PAGE TEXT below:

Cornell University (/kɔrˈnɛl/ kor-nel) is an American private Ivy League research university located in Ithaca, New York, United States. Founded in 1865 by Ezra Cornell and Andrew Dickson White, the university was intended to teach and make contributions in all fields of knowledge — from the classics to the sciences, and from the theoretical to the applied. These ideals, unconventional for the time, are captured in Cornell's motto, a popular 1865 Ezra Cornell quotation: "I would found an institution where any person can find instruction in any study."
The university is broadly organized into seven undergraduate colleges and seven graduate divisions at its main Ithaca campus, with each college and division defining its own admission standards and academic programs in near autonomy. The university also administers two satellite medical campuses, one in New York City and one in Education City, Qatar. Cornell is one of two private land grant universities. Of its seven undergraduate colleges, three are state-supported statutory or contract colleges, including its agricultural and veterinary colleges. As a land grant college, it operates a cooperative extension outreach program in every county of New York and receives annual funding from the State of New York for certain educational missions. The Cornell University Ithaca Campus spans over 2,300 acres, but in actuality, is much larger due to the Cornell Plantations (more than 3,000 acres) as well as the numerous university owned lands in New York.

End of PAGE TEXT.

WORK INSTRUCTIONS:
1. In the passage on Cornell University, which places are given as locations of the university's campuses?
2. Can you continue the passage on Cornell University with a few sentences that pick up after its final sentence?
The lines that follow are separate material, unrelated to the passage on Cornell University.

DATASET EXTRACT below:

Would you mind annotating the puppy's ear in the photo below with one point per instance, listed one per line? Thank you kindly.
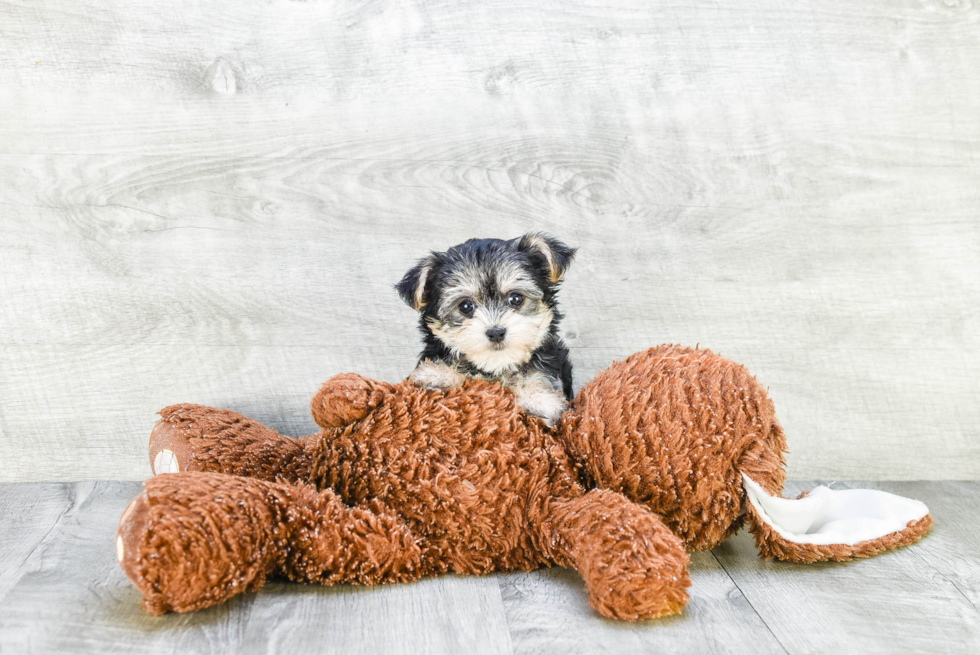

End of DATASET EXTRACT.

RESULTS BY TASK:
1. Ithaca, New York (the main campus), New York City, and Education City, Qatar.

2.
Since its founding, Cornell has been a co-educational, non-sectarian institution where admission is offered irrespective of religion or race. Cornell counts more than 245,000 living alumni, 31 Marshall Scholars, 28 Rhodes Scholars and 41 Nobel laureates as affiliated with the university. The student body consists of nearly 14,000 undergraduate and 7,000 graduate students from all 50 American states and 122 countries.